Description of the task
Give back, exactly as written, the lines from the first line of the data below through the line with "output: one SVG", and omit the pictures.

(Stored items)

◇ ◇ ◇ ◇

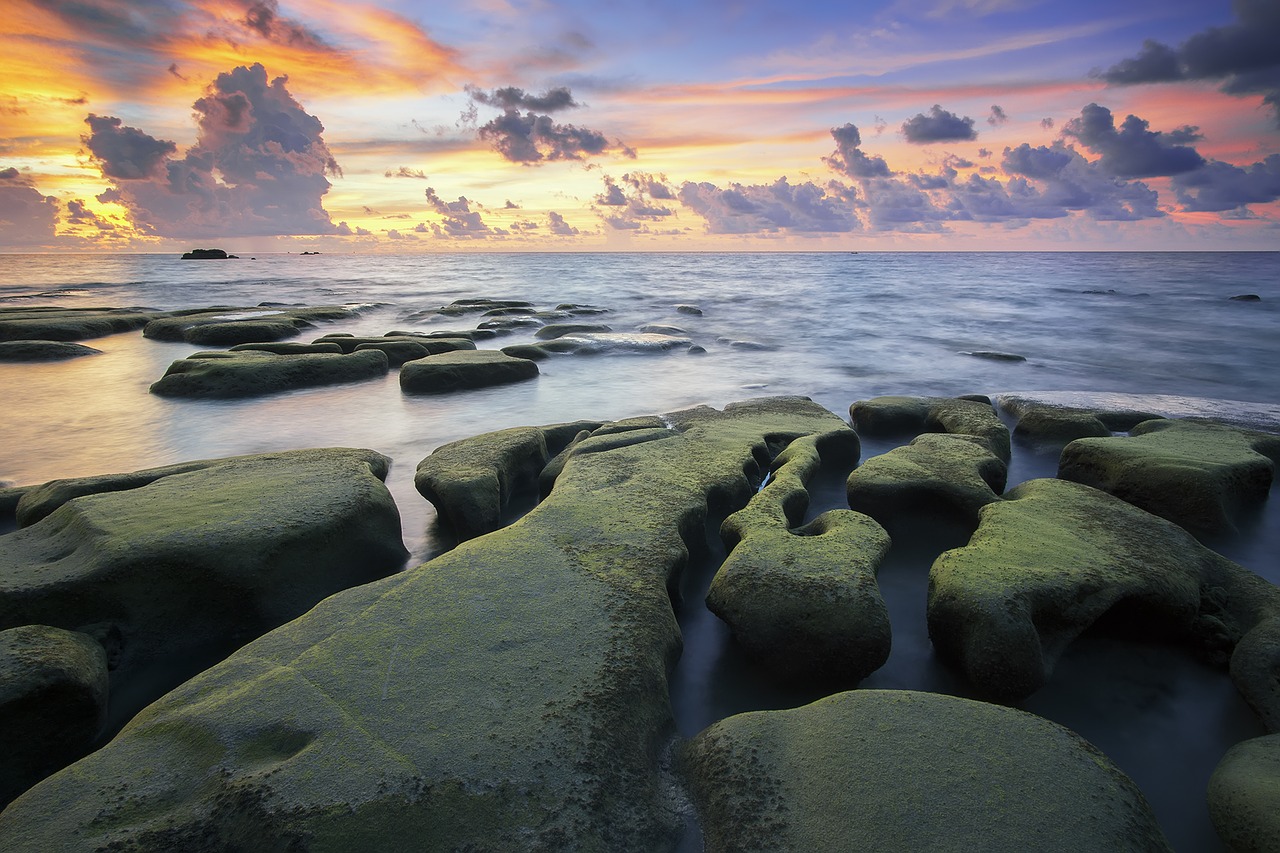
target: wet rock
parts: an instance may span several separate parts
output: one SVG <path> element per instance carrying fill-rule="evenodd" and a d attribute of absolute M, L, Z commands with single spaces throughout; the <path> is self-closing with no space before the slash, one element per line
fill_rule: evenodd
<path fill-rule="evenodd" d="M 731 550 L 707 607 L 776 677 L 852 686 L 889 658 L 889 613 L 876 585 L 889 536 L 849 510 L 797 527 L 809 503 L 806 484 L 821 465 L 821 440 L 857 446 L 852 430 L 834 432 L 848 437 L 793 441 L 765 487 L 725 519 L 721 536 Z"/>
<path fill-rule="evenodd" d="M 653 335 L 643 332 L 583 332 L 556 338 L 555 343 L 572 347 L 583 355 L 598 353 L 661 353 L 685 349 L 693 343 L 689 338 Z"/>
<path fill-rule="evenodd" d="M 1280 735 L 1227 750 L 1209 779 L 1209 817 L 1233 851 L 1280 850 Z"/>
<path fill-rule="evenodd" d="M 82 341 L 141 329 L 160 312 L 137 308 L 0 308 L 0 341 Z"/>
<path fill-rule="evenodd" d="M 537 309 L 530 306 L 490 308 L 482 313 L 481 317 L 527 317 L 530 314 L 536 314 Z"/>
<path fill-rule="evenodd" d="M 926 433 L 854 469 L 847 482 L 849 506 L 890 532 L 919 515 L 977 527 L 978 511 L 1000 499 L 1007 470 L 976 436 Z"/>
<path fill-rule="evenodd" d="M 410 315 L 409 319 L 419 319 L 420 316 L 430 316 L 432 314 L 443 314 L 446 317 L 461 317 L 466 314 L 483 314 L 496 308 L 527 308 L 533 310 L 532 302 L 525 302 L 520 299 L 488 299 L 485 297 L 475 299 L 455 299 L 448 305 L 437 308 L 435 311 L 424 311 L 421 315 Z"/>
<path fill-rule="evenodd" d="M 689 334 L 688 329 L 682 329 L 679 326 L 665 326 L 662 323 L 645 323 L 637 328 L 636 331 L 648 335 L 671 335 L 677 338 Z"/>
<path fill-rule="evenodd" d="M 706 355 L 707 348 L 694 344 L 693 346 L 689 347 L 689 349 L 685 350 L 685 352 L 687 352 L 689 355 Z"/>
<path fill-rule="evenodd" d="M 235 255 L 228 255 L 225 249 L 192 249 L 182 253 L 184 261 L 225 261 L 239 260 Z"/>
<path fill-rule="evenodd" d="M 19 516 L 40 520 L 0 537 L 0 628 L 52 625 L 110 645 L 121 723 L 325 596 L 398 569 L 388 464 L 303 450 L 32 489 Z"/>
<path fill-rule="evenodd" d="M 316 338 L 312 343 L 337 344 L 346 353 L 356 352 L 361 348 L 380 349 L 387 353 L 388 358 L 390 358 L 392 352 L 400 352 L 403 349 L 408 349 L 414 353 L 421 352 L 425 355 L 439 355 L 442 352 L 457 352 L 458 350 L 473 350 L 476 348 L 475 343 L 468 338 L 432 338 L 420 335 L 395 335 L 390 332 L 385 335 L 325 335 Z M 400 347 L 400 344 L 409 344 L 410 346 L 405 348 Z M 414 349 L 414 347 L 417 347 L 417 349 Z M 422 358 L 422 355 L 414 355 L 414 358 Z"/>
<path fill-rule="evenodd" d="M 973 352 L 962 352 L 961 355 L 973 356 L 974 358 L 984 358 L 987 361 L 1026 361 L 1025 355 L 1018 355 L 1012 352 L 995 352 L 993 350 L 974 350 Z"/>
<path fill-rule="evenodd" d="M 612 332 L 613 329 L 602 323 L 550 323 L 534 332 L 533 336 L 540 340 L 562 338 L 581 332 Z"/>
<path fill-rule="evenodd" d="M 442 394 L 523 382 L 538 375 L 538 365 L 496 350 L 459 350 L 407 363 L 400 369 L 400 390 Z"/>
<path fill-rule="evenodd" d="M 598 305 L 579 305 L 575 302 L 562 302 L 556 306 L 557 311 L 564 311 L 575 317 L 591 317 L 599 314 L 608 314 L 608 308 L 601 308 Z"/>
<path fill-rule="evenodd" d="M 157 317 L 142 330 L 157 341 L 185 341 L 202 346 L 260 343 L 291 338 L 322 320 L 345 320 L 357 314 L 346 306 L 315 308 L 198 308 Z"/>
<path fill-rule="evenodd" d="M 722 720 L 684 751 L 708 851 L 1169 851 L 1145 798 L 1048 720 L 855 690 Z"/>
<path fill-rule="evenodd" d="M 107 656 L 47 625 L 0 631 L 0 808 L 86 754 L 107 717 Z"/>
<path fill-rule="evenodd" d="M 1270 596 L 1259 596 L 1266 602 Z M 1265 604 L 1264 604 L 1265 606 Z M 1280 732 L 1280 612 L 1262 618 L 1231 653 L 1231 680 L 1269 732 Z"/>
<path fill-rule="evenodd" d="M 385 376 L 385 353 L 276 355 L 253 350 L 198 352 L 169 365 L 151 385 L 162 397 L 252 397 Z"/>
<path fill-rule="evenodd" d="M 1066 406 L 1017 394 L 1001 394 L 996 404 L 1017 419 L 1015 438 L 1045 445 L 1065 445 L 1077 438 L 1106 438 L 1161 417 L 1137 409 Z"/>
<path fill-rule="evenodd" d="M 442 445 L 418 463 L 413 484 L 459 540 L 501 526 L 511 496 L 528 490 L 552 456 L 599 421 L 515 427 Z"/>
<path fill-rule="evenodd" d="M 102 350 L 66 341 L 0 341 L 0 361 L 65 361 Z"/>
<path fill-rule="evenodd" d="M 1241 293 L 1239 296 L 1232 296 L 1232 302 L 1261 302 L 1262 297 L 1256 293 Z"/>
<path fill-rule="evenodd" d="M 929 572 L 934 649 L 1004 701 L 1039 689 L 1104 616 L 1225 663 L 1278 608 L 1276 587 L 1182 528 L 1065 480 L 1031 480 L 984 507 L 969 544 Z"/>
<path fill-rule="evenodd" d="M 762 344 L 759 341 L 728 341 L 729 349 L 742 350 L 745 352 L 768 352 L 777 349 L 777 347 L 769 344 Z"/>
<path fill-rule="evenodd" d="M 516 329 L 537 328 L 542 324 L 543 321 L 537 317 L 504 317 L 501 320 L 486 320 L 477 328 L 502 335 L 510 334 Z"/>
<path fill-rule="evenodd" d="M 330 596 L 151 704 L 18 798 L 0 848 L 673 846 L 668 589 L 708 505 L 742 506 L 765 447 L 832 418 L 752 401 L 583 441 L 520 521 Z"/>
<path fill-rule="evenodd" d="M 1153 420 L 1128 437 L 1085 438 L 1062 451 L 1058 476 L 1110 492 L 1194 533 L 1235 529 L 1266 500 L 1280 436 L 1193 421 Z"/>
<path fill-rule="evenodd" d="M 269 352 L 274 355 L 308 355 L 317 352 L 333 352 L 342 353 L 342 347 L 332 341 L 324 343 L 298 344 L 289 342 L 263 342 L 251 344 L 236 344 L 231 348 L 231 352 Z"/>
<path fill-rule="evenodd" d="M 872 436 L 922 432 L 977 436 L 997 457 L 1009 461 L 1009 428 L 989 402 L 966 397 L 873 397 L 850 406 L 849 417 L 854 429 Z"/>
<path fill-rule="evenodd" d="M 693 317 L 701 317 L 702 309 L 699 308 L 697 305 L 677 305 L 676 313 L 689 314 L 690 316 L 693 316 Z"/>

◇ ◇ ◇ ◇

Task response
target: wet rock
parts: an instance may span several separate parts
output: one SVG <path> element per instance carrying fill-rule="evenodd" and a d attribute of absolute M, L, Z commands with single spaces throughout; the <path> is self-closing with no space before the slash, one element per line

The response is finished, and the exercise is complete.